### Page text
The numbers of cases and controls classified by the number of risk alleles at RET SNPs rs2435357 and rs2506030 and SEMA3 SNP rs11766001, odds ratio with 95% confidence interval (CI), statistical significance of association (P) and population penetrance are provided. The penetrance value shown is the expected number of cases in 100 000 live births assuming a total population incidence of 15 cases per 100 000 live births.

The values in bold are statistically significant findings.

Figure 1.

Figure 1.

Logistic function relating HSCR risk with the number of risk alleles at RET (rs2435357, rs2506030) and SEMA3 (rs11766001).

These results can be used to estimate the population penetrance (population probability of being affected given each genotype) for each risk allele count (classes: 0-6) using the observed background frequency of each class in controls and assuming a population HSCR incidence of 15 cases per 100 000 live births. These values, shown in Table 2 as the expected number of cases per 100 000 live births, vary between 5.4 cases and 130.5 cases for zero risk allele count to five or more risk allele counts, respectively. Thus, the lowest risk class (allele count 0) has a population incidence of ∼1/20 000 live births while the highest risk class (allele count 5 or 6) has a population incidence of ∼1/800 live births. The highest risks emanate from those with three or more risk alleles (Table 2).

### Dataset extract

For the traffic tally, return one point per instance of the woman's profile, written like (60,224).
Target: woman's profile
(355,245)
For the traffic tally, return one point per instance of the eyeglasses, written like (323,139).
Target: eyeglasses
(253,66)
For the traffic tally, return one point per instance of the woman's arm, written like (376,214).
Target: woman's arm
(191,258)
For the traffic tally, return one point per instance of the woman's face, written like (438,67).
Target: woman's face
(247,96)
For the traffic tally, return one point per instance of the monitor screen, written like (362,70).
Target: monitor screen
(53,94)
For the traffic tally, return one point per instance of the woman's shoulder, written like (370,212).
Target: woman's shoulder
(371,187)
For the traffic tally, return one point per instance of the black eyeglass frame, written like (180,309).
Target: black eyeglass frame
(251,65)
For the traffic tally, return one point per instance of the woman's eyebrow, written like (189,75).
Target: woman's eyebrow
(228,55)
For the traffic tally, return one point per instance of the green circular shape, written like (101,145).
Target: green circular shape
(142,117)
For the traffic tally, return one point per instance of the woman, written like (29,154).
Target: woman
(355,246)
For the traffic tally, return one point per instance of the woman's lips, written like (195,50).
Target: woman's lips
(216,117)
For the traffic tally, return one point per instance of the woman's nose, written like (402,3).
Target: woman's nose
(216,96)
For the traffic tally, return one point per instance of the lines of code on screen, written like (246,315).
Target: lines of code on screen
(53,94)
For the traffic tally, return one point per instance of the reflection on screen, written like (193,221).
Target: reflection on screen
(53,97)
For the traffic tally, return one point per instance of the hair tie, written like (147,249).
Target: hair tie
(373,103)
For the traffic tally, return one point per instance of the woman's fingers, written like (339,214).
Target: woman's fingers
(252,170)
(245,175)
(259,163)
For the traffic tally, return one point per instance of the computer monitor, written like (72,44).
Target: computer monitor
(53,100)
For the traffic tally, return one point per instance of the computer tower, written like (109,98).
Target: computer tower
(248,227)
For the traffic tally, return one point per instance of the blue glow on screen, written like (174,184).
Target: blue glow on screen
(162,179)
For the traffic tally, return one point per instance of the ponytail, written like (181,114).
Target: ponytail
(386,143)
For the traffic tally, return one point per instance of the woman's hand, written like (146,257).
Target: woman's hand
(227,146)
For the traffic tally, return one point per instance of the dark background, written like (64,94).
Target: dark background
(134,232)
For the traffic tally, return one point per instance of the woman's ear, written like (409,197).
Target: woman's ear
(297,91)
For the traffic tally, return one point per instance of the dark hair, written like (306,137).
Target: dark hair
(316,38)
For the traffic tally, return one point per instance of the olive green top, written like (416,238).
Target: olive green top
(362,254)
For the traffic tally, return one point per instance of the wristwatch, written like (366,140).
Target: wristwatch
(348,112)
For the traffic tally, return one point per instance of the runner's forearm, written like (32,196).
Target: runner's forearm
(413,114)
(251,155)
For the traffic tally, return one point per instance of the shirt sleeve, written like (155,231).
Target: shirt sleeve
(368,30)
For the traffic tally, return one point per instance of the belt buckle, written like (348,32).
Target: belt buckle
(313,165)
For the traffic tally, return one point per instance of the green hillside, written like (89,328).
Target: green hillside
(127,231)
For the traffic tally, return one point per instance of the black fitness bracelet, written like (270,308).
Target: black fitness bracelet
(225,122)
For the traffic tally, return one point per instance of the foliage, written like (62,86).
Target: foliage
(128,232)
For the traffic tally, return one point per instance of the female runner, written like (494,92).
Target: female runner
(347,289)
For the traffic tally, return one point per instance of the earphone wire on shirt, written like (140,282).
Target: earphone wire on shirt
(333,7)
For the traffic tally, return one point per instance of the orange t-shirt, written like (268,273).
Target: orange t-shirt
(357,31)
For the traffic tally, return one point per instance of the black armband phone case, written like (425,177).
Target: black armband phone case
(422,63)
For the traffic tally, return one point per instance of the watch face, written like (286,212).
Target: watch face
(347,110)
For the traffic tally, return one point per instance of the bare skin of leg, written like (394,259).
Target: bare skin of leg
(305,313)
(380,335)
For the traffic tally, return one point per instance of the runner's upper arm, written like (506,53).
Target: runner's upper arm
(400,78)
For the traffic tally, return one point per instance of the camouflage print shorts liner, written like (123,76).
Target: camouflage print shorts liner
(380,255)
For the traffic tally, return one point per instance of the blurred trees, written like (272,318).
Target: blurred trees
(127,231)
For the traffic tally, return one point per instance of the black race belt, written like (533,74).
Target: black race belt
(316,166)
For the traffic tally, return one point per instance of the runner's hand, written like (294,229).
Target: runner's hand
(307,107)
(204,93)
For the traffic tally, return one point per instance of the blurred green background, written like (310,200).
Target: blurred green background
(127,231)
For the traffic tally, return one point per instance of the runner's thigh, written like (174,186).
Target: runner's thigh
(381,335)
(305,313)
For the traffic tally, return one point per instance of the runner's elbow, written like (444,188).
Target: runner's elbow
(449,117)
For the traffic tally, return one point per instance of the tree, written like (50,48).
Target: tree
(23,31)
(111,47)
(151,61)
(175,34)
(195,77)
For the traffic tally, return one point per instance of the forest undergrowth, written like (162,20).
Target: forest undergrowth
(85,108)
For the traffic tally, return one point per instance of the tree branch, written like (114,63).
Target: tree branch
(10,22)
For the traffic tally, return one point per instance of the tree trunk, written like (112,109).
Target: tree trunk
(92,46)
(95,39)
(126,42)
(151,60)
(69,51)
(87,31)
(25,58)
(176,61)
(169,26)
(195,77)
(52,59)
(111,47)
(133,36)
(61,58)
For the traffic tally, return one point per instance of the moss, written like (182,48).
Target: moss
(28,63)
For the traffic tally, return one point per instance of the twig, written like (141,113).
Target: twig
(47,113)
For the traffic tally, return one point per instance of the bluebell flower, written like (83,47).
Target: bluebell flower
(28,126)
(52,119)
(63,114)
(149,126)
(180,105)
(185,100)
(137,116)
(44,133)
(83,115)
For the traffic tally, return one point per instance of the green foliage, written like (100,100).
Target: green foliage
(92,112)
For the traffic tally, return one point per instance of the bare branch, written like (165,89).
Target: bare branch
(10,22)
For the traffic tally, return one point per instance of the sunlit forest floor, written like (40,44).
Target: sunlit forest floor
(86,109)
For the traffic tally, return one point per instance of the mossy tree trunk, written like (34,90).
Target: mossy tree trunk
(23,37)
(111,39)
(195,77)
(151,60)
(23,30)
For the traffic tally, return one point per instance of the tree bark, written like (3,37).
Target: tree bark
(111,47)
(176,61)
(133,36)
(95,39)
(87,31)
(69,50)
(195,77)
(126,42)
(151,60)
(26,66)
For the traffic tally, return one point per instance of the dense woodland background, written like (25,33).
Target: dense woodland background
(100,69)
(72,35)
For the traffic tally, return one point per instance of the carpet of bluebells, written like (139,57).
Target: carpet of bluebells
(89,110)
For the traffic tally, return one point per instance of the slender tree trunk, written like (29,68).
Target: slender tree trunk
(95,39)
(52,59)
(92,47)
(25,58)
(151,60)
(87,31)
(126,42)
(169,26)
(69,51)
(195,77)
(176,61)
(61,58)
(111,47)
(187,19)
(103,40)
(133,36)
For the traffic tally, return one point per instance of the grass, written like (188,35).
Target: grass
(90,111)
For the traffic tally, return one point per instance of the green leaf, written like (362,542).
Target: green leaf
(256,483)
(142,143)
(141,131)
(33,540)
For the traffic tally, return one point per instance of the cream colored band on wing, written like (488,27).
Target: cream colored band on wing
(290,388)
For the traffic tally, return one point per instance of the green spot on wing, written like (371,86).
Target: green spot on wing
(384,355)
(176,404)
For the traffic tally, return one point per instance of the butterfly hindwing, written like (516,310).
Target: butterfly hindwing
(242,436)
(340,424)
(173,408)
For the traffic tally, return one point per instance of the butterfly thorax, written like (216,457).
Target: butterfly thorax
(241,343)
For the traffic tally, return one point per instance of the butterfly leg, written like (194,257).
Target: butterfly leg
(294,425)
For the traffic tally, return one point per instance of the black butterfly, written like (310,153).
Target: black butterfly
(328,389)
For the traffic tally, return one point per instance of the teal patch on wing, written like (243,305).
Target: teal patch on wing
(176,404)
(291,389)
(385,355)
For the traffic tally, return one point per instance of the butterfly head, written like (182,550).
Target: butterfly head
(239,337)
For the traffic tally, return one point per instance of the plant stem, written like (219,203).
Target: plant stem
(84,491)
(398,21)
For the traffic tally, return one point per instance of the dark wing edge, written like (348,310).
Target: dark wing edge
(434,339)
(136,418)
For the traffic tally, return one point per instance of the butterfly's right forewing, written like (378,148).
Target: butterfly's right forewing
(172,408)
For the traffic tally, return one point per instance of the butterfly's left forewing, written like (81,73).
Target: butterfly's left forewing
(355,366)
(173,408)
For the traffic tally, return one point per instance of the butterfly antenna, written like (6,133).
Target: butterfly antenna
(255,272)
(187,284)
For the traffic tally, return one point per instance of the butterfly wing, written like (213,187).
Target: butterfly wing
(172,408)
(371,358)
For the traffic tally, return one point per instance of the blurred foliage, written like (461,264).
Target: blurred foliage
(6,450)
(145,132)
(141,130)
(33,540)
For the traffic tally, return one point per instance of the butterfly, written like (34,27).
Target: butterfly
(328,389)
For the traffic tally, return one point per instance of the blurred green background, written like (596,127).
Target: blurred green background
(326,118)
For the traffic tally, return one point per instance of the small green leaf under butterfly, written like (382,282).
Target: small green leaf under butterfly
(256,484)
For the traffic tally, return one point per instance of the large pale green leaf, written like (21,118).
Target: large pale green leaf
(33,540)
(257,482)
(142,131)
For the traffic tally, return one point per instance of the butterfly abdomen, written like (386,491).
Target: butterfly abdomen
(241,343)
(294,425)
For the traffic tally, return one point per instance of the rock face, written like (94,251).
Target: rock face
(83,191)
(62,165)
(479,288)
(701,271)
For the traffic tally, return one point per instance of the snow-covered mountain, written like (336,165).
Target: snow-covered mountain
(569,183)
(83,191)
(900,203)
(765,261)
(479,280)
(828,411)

### Complete the following
[A] In the HSCR risk text, what population incidence is assumed when estimating penetrance?
[B] Transcribe the portion of the HSCR risk text that opens with the words containing "The numbers of" and closes with "population incidence of 15 cases per 100 000 live births.".

### Task-by-task outputs
[A] 15 cases per 100 000 live births.

[B]
The numbers of cases and controls classified by the number of risk alleles at RET SNPs rs2435357 and rs2506030 and SEMA3 SNP rs11766001, odds ratio with 95% confidence interval (CI), statistical significance of association (P) and population penetrance are provided. The penetrance value shown is the expected number of cases in 100 000 live births assuming a total population incidence of 15 cases per 100 000 live births.